▶ **Exercise A**:
In the article about Henry Cuellar's primary race in South Texas, on what date is the Texas primary held?
▶ **Exercise B**:
Resume the article on the Cuellar–Cisneros primary race, starting after its last sentence.

─── Provided text ───

LIVE OAK, Texas — A revolution may be brewing in South Texas, where Henry Cuellar — one of the most conservative Democrats in Congress — faces a young immigration lawyer backed by a who’s who from the party’s left wing, including presidential front-runner Sen. Bernie Sanders and Rep. Alexandria Ocasio-Cortez.
Millions in outside spending have poured in as abortion rights groups, unions and a long list of progressive groups pitch in for the 26-year-old challenger, Jessica Cisneros.
The incumbent, a pro-gun, pro-trade centrist who hasn’t had a serious challenge since winning the seat 15 years ago, is getting help from one of the most peculiar alliances in memory, a team that includes Speaker Nancy Pelosi and the party’s House campaign arm and, startlingly, the donor network created by the ultra-conservative Koch brothers.
“It’s unbelievable the amount of money being spent on the campaign,” said Laredo Mayor Pete Saenz.
Progressives tout Cisneros as the next Ocasio-Cortez, the former bartender who toppled one of Pelosi’s top lieutenants, Joe Crowley, in 2018. She enjoys backing from the same group that propelled AOC, Justice Democrats.
Cuellar’s national profile isn’t as high as Crowley’s was, so an upset in Texas’ March 3 primary wouldn’t rock the party establishment quite as much, though it would affirm the growing clout of a left wing impatient with old school deal-making moderates.

─── Records provided ───

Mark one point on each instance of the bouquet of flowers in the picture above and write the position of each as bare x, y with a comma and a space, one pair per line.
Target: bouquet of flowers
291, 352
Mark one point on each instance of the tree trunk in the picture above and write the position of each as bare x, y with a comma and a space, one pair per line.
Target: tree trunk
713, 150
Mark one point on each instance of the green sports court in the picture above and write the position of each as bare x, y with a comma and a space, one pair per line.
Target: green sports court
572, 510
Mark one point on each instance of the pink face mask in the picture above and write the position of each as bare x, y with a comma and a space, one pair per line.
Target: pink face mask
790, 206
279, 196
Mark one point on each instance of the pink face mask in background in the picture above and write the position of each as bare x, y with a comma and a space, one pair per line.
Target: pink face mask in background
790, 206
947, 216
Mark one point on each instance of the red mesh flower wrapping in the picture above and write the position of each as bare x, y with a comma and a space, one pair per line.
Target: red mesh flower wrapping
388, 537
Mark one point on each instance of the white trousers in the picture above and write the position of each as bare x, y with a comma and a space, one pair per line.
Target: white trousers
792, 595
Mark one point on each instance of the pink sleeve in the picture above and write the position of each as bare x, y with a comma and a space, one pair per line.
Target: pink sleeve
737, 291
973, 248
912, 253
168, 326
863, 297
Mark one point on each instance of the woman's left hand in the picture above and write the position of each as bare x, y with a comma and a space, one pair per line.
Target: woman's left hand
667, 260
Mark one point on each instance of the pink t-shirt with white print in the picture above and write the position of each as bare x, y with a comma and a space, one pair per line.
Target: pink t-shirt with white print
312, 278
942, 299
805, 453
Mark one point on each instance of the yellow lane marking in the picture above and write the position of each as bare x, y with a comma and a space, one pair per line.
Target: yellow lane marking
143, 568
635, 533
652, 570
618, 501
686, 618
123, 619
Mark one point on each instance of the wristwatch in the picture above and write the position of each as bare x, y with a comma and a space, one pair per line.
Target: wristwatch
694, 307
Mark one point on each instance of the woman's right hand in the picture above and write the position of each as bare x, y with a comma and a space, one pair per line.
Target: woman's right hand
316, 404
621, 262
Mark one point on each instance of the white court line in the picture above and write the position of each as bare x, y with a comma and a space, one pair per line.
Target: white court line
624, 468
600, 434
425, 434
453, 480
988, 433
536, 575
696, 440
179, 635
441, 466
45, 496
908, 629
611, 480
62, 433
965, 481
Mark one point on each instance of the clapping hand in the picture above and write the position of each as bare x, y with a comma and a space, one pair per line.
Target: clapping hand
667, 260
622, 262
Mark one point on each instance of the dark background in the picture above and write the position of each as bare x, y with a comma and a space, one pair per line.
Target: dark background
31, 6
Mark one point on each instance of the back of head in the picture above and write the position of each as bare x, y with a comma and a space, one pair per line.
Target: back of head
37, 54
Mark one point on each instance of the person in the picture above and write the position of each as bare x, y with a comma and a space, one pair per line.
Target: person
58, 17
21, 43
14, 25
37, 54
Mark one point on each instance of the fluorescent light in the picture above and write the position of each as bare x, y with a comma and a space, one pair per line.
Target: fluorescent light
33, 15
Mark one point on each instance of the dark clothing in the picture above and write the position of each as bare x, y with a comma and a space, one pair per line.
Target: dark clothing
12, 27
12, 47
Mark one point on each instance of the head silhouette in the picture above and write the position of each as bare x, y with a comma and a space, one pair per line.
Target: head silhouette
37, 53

───

▶ **Result A**:
March 3

▶ **Result B**:
Pelosi will be in Laredo on Saturday to raise money for Cuellar, leaving no doubt that she hasn’t budged from her embrace last fall at the Texas Tribune Festival when she declared that she “absolutely, absolutely, absolutely, absolutely” supports him, despite the fact that only one other House Democrat votes more often with President Donald Trump.
In one of the most remarkable turns in a Texas race in decades, Cuellar collected an endorsement last week from the Libre Initiative, a donor network backed by the conservative Koch brothers that had never endorsed a Democrat for Congress.
“It’s just about the most damning thing that could happen to Cuellar. He is now a Koch-funded Democrat,” said Ezra Levin, co-founder and co-executive director of the Indivisible Project, a progressive group. “I don’t see how anybody can look at that endorsement and investment from this reactionary conservative force in American politics, in this safe Democratic seat, and say, OK, that’s the Democrat we want.”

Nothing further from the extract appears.